Using the listing below, report all lines holding the word "roof".

--------

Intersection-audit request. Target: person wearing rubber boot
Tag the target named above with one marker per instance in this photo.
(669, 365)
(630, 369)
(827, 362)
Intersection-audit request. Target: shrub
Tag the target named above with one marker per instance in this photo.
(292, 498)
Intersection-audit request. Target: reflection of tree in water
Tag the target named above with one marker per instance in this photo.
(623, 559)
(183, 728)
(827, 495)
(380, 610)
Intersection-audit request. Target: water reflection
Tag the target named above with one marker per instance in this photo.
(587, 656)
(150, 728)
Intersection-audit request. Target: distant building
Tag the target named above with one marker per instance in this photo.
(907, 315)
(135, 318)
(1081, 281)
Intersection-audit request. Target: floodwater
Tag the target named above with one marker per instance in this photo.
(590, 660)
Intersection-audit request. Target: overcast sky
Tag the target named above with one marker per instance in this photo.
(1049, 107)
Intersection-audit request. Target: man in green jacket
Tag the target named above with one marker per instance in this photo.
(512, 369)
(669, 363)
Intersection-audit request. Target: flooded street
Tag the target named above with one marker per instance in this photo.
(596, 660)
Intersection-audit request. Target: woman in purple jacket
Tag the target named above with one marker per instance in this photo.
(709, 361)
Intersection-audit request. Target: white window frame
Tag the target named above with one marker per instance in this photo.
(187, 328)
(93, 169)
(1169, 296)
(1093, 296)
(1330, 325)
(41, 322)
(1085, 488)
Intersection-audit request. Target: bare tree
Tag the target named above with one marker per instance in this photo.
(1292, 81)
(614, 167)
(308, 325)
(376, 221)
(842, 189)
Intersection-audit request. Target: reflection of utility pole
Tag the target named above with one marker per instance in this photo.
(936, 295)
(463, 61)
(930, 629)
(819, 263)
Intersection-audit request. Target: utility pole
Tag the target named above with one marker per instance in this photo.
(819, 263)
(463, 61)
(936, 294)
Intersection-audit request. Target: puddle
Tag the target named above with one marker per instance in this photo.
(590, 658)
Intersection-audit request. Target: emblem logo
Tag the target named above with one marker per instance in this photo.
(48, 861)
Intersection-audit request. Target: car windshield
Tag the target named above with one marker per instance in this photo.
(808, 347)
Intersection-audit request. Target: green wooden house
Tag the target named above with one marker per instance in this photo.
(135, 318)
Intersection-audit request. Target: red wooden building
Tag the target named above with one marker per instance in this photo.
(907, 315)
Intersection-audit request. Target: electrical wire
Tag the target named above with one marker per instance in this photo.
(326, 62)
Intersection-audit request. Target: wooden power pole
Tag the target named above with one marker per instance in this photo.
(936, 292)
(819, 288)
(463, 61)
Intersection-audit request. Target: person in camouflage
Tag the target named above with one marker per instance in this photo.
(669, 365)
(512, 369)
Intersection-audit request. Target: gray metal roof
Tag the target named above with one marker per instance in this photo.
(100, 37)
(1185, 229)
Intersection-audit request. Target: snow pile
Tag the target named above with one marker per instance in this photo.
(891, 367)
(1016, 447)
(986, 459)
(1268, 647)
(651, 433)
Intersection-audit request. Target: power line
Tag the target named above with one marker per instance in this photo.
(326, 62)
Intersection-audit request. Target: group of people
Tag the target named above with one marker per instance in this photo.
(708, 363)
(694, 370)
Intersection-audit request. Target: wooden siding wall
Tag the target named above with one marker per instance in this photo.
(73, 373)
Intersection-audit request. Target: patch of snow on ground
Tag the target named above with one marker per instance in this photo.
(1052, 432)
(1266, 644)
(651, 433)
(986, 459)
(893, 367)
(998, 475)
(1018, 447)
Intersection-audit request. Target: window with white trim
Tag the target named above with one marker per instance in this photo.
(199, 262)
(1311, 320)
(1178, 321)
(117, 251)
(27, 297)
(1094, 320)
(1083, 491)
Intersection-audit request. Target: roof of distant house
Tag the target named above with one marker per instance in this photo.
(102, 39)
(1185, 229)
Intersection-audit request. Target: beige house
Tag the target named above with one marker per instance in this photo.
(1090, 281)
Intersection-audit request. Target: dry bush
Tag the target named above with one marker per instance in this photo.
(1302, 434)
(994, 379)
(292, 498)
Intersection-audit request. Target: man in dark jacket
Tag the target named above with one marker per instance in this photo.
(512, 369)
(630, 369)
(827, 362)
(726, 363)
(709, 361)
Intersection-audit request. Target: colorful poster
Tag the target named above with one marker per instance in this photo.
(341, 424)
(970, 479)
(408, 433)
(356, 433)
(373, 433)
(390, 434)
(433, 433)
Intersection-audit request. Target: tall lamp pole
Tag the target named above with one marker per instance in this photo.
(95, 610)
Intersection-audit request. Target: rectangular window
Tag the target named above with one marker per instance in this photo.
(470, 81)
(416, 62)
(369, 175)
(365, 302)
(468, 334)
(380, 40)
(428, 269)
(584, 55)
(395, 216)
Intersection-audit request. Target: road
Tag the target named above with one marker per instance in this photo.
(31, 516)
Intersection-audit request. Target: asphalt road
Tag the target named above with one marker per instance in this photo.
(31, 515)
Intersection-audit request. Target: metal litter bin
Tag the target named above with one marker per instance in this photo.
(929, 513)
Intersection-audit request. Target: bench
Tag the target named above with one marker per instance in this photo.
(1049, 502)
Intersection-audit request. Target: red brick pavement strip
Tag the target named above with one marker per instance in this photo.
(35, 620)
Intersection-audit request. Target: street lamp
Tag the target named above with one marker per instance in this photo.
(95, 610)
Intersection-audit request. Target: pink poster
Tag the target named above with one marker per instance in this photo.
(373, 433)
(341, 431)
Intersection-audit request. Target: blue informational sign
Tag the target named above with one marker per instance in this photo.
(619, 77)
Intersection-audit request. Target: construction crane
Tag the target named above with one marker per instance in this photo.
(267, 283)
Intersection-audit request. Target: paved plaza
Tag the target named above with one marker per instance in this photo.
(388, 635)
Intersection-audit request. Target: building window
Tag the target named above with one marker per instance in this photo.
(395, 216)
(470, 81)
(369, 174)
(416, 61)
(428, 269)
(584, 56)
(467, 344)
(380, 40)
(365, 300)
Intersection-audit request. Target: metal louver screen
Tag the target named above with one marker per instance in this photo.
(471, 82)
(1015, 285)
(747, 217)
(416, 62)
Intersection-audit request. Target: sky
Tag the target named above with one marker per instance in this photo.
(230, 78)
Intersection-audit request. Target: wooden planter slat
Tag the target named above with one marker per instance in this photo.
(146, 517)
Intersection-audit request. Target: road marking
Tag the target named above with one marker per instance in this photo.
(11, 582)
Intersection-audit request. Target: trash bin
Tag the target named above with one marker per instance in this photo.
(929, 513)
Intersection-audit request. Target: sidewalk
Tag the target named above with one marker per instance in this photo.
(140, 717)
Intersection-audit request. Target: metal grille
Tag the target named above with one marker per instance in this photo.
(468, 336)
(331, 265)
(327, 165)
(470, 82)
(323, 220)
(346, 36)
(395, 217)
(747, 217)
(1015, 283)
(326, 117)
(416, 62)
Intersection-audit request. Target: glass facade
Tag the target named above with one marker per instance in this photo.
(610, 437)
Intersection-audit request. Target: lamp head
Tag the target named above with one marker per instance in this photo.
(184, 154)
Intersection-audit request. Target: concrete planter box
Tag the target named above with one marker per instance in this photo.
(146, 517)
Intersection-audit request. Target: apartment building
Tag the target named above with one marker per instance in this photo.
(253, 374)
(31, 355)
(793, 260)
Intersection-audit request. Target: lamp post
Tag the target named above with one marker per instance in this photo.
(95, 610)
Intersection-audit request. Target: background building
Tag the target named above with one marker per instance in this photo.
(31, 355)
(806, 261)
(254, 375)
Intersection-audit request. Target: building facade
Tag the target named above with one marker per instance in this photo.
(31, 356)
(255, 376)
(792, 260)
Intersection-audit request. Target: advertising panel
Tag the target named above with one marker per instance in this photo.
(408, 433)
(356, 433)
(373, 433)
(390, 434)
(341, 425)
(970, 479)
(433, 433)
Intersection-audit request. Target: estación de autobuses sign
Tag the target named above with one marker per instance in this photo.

--------

(Solved problem)
Intersection-audit request. Target: gray metal roof
Intersection-audit request. Target: roof of distant house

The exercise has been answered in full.